* [Extrait du document]:
####################
Mme J est partie, me laissant un peu de tristesse au cœur. En 2020, j’avais écrit sur elle et son mari décédé peu de temps après. Mme J en a fini de râler. Je l’aimais bien malgré les décibels qu’elle envoyait dans mes oreilles, avant le levé du soleil. Je republie ce texte en hommage à cette femme et en souvenir de ses pâtisseries marocaines.

Je la vois tous les matins depuis 1 an et elle m’amuse beaucoup, bien qu’elle râle et qu’elle « ruspète » sans cesse. Elle mesure 1M45 tout au plus et elle aboie plus qu’elle ne parle. Elle termine toutes ses phrases par « inch’Allah » et positionne ses mains en prière. C’est Mme J. On vient soigner son mari depuis des mois. Depuis que le cancer s’est immiscé dans ses poumons. La maladie a eu raison de sa gouaille et de sa colère. Il est encore enclin à faire quelques vacheries à sa femme mais si le cœur y est encore, la force l’abandonne. Elle a due en baver, Mme J, avec cet homme violent. Elle en a pris des coups, des pics, des insultes et des revers. Elle a due l’implorer son Allah. Aujourd’hui elle a le dessus. Ou presque. Quand il veut l’emmerder, il trouve encore quelques idées, comme renverser son bol de café sur la télé. Alors elle gueule, elle braille. Elle fait des grands gestes, lève les mains au ciel et implore son Dieu.
####################
* [Données fournies]:
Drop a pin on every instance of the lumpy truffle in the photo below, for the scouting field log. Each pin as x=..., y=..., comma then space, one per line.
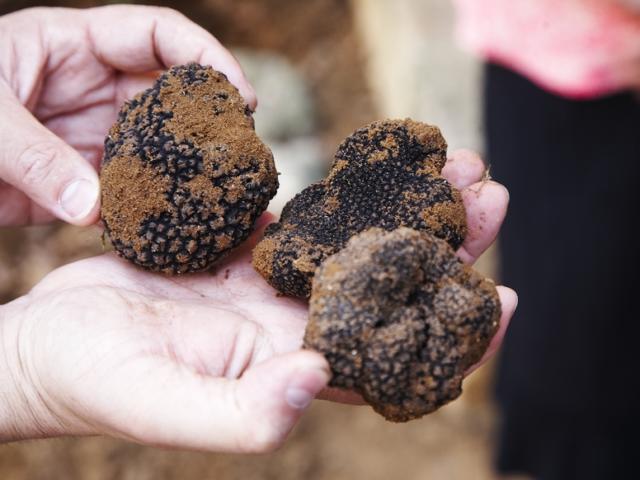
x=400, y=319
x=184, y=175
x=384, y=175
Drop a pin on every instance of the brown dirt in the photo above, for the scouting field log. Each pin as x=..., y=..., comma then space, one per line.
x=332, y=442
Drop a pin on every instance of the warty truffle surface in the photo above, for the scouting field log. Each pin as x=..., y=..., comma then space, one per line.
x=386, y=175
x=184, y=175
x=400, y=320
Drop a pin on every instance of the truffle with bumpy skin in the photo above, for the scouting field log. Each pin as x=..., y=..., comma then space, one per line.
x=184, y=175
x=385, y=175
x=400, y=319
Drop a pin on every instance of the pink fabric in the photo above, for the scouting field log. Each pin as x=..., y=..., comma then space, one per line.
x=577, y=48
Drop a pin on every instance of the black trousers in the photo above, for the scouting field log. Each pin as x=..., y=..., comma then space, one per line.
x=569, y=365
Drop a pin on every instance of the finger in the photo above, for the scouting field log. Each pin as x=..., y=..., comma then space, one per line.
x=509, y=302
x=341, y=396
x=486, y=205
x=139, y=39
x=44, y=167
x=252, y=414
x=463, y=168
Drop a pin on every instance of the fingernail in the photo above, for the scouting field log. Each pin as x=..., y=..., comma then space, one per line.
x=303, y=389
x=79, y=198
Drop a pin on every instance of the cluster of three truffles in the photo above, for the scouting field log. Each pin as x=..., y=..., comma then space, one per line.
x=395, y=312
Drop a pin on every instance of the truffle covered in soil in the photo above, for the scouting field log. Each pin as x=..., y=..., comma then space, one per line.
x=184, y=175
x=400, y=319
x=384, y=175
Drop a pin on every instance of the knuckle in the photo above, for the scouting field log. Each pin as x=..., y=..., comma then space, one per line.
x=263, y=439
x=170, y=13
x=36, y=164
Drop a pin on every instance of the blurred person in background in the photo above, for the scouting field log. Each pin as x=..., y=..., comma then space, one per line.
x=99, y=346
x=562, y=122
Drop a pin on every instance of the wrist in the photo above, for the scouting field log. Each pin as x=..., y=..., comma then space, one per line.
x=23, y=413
####################
* [Consigne]:
Prolongez le récit consacré à Mme J en reprenant après sa dernière phrase. Les enregistrements forment un matériau indépendant du texte.

* [Votre réponse]:
« NôNô ! (elle n’arrive pas à retenir mon prénom) Tu sais pas c’qu’il a fait le papi, inch’Allah ? J’ti jure il va me rendre folle, il a pissé sur le balcon. Oh ! Inch’Allah, ji vais ti mettre en MAISON DI RITRAITE. C’est tout c’que ti mérites inch’Allah. Ji l’ai ruspété, NôNô, tu me crois Inch’Allah ? Et après t’as vu son oeil ? Ji vais chercher la serpillière et ji pousse la porte colère, ji pousse fort et le papi était derrière. T’as vu son oeil inch’Allah? Oh ! Il est tout au beurre noir, t’as vu ? Oh je vais devenir folle. T’entends, toi ? Papi ? Inch’Allah ? » et elle finit par débiter un arabe logorrhéique.
Mme J, elle est drôle malgré sa peine. Quand elle arrive à la pharmacie, elle fait son show et elle adore être la vedette.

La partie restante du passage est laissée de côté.